Please return every line of the data below that contains the word "dark", copying each line in full.

-----

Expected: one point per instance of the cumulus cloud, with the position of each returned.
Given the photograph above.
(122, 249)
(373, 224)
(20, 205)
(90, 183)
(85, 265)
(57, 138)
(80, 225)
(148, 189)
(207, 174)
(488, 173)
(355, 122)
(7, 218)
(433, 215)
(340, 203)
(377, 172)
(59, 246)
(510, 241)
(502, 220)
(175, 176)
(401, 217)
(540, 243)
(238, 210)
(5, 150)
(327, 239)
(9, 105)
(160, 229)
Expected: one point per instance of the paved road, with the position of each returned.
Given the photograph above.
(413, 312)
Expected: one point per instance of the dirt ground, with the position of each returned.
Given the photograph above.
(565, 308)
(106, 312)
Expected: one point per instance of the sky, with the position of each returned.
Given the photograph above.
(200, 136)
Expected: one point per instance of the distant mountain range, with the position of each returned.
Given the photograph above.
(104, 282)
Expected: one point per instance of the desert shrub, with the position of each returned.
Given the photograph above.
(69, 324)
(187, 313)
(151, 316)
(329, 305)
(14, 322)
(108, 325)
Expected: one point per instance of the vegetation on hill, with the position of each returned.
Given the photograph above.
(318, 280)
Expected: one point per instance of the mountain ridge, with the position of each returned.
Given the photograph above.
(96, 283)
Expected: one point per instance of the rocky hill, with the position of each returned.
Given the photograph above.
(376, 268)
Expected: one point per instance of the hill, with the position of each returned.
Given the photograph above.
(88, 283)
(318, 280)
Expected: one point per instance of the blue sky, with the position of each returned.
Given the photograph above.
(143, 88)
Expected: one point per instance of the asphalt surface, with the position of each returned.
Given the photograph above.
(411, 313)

-----

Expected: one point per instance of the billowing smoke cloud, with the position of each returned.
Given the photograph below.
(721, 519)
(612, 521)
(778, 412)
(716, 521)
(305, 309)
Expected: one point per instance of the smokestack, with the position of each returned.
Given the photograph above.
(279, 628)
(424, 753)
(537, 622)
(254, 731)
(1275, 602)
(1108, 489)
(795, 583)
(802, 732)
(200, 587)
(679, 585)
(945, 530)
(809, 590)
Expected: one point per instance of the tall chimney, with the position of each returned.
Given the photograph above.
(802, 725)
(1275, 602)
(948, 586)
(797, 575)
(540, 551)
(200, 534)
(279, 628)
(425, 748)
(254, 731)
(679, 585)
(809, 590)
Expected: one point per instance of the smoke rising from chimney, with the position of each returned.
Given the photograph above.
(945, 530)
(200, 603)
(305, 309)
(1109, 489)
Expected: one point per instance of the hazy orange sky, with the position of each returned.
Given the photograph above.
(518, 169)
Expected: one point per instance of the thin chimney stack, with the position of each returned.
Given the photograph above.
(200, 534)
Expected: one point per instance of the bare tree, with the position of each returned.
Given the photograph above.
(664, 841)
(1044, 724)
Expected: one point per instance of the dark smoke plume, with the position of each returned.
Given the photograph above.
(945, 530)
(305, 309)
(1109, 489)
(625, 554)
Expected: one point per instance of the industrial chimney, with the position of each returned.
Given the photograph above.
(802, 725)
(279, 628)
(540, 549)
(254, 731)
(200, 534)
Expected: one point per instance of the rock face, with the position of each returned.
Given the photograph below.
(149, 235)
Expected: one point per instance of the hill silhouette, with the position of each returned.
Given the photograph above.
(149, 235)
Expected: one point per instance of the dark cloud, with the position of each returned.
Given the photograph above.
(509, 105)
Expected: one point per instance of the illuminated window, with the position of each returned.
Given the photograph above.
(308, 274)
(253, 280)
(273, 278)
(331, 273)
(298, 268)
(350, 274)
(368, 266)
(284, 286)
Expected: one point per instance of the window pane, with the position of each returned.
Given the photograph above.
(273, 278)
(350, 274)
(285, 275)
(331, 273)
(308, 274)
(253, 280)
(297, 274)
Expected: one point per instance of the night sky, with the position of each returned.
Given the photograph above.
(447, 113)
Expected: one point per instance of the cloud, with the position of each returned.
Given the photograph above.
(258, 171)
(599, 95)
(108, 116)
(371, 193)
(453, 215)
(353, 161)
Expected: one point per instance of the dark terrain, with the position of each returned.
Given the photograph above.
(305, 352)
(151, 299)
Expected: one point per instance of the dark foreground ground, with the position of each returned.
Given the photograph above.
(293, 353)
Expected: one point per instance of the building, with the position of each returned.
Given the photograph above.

-----

RESPONSE TO THE EXERCISE>
Expected: one point per instance of the dark smoke plume, with the position of each returned.
Expected: one point per instance of the dark cloud, with the position of each returned.
Expected: one point per instance of the dark terrain, with the position of each returned.
Expected: one point per instance of the dark foreground ground, with the position of each returned.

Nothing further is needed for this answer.